* Task directions *
Restate word for word the lines of the entries below, starting with the line that holds "Query: sweater sleeve" and ending with the line that holds "[1326, 424], one", and no others.

[Data extracted from a collection]
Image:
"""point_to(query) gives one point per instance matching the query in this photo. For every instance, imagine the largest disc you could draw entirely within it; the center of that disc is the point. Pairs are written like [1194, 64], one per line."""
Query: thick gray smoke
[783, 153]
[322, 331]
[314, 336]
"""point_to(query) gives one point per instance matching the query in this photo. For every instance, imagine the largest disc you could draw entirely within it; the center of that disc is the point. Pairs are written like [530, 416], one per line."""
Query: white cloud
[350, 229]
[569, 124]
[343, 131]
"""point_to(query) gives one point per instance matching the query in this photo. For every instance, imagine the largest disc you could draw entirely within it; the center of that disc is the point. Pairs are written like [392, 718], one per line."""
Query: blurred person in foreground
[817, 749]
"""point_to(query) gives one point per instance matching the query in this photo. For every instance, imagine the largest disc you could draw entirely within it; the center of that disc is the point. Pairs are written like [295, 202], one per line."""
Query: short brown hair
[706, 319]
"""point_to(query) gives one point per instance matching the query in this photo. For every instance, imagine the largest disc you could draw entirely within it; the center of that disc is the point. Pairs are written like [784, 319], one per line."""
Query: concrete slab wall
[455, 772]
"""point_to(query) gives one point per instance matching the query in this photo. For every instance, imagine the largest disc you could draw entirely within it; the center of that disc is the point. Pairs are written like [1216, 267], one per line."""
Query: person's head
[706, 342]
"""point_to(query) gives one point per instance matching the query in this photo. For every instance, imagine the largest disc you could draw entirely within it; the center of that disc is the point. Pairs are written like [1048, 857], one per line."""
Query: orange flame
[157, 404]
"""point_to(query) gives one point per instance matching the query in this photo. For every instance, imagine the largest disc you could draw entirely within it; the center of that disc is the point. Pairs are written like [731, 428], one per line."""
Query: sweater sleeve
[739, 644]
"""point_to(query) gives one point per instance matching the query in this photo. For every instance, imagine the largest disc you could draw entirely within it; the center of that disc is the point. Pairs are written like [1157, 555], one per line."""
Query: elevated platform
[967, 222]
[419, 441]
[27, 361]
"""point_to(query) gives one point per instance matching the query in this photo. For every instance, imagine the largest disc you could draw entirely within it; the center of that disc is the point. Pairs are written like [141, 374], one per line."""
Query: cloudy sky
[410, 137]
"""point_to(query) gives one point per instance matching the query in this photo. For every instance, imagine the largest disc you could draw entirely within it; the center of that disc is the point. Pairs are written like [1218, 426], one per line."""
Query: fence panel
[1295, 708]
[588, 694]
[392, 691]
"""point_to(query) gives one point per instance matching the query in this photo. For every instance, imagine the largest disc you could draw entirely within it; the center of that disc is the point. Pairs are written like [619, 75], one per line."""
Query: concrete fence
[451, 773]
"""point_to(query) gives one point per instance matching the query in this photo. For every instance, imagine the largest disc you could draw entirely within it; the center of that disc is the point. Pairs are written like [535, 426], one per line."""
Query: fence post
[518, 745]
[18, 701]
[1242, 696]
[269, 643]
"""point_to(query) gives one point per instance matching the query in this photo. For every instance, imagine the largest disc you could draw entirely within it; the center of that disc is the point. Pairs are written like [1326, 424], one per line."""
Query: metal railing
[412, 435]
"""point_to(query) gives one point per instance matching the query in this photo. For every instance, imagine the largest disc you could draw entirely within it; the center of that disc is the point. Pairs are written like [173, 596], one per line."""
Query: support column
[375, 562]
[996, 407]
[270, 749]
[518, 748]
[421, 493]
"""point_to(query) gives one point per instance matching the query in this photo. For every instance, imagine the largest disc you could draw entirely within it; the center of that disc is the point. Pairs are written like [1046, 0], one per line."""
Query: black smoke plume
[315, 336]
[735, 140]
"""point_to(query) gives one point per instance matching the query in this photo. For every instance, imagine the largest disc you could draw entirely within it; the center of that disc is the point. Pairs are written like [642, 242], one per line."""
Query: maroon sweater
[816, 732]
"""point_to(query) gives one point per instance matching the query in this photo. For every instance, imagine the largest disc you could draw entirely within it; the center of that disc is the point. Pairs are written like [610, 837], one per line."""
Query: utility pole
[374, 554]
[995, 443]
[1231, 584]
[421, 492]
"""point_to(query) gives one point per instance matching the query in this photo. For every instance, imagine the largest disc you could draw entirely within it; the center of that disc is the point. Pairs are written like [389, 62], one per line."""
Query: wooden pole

* Result of the exercise *
Query: sweater sleeve
[739, 644]
"""point_to(query) gives one point per instance matching the query in this photo. For every instance, imagine the largest disc you could draw entirely within it; the center of that disc is the point. Pairs are written like [1157, 555], one per line."""
Query: elevated platform
[967, 222]
[419, 441]
[27, 361]
"""point_to(query) gives one point per instance matching the query in this photo. For every instance, imagine the largest disc you could draw entirely within it; the center of that disc is the point. Pairs are written like [141, 374], one per line."""
Query: cloudy sky
[410, 137]
"""point_to(query) gives one point per instance matching the query in this photo. For every instance, imagine the largest disc you could draw entirely within it; the center of that disc is the point. Pairs are written like [1218, 426], one per line."""
Query: fence panel
[1295, 708]
[588, 694]
[392, 691]
"""point_to(query) gives one point per instance matching the query in this photo. For every instance, imagine the largest disc you could draw entirely within it; the center of that disc is the point. Pairs are written like [619, 75], one per line."""
Query: concrete fence
[451, 773]
"""point_to(query) gives one point per instance matching the query in this photo. For every instance, imagine the largest disc you could draw entirely within it; the center of that disc is the point. Pairs are written like [535, 426], one per line."""
Query: fence post
[518, 745]
[18, 701]
[1242, 696]
[269, 643]
"""point_to(query) gives one point per instance matching the query in this photo. For every instance, imagine the largest disc you could draw entirely within it; the center of that disc is the point. Pairs are written like [1326, 424], one per line."""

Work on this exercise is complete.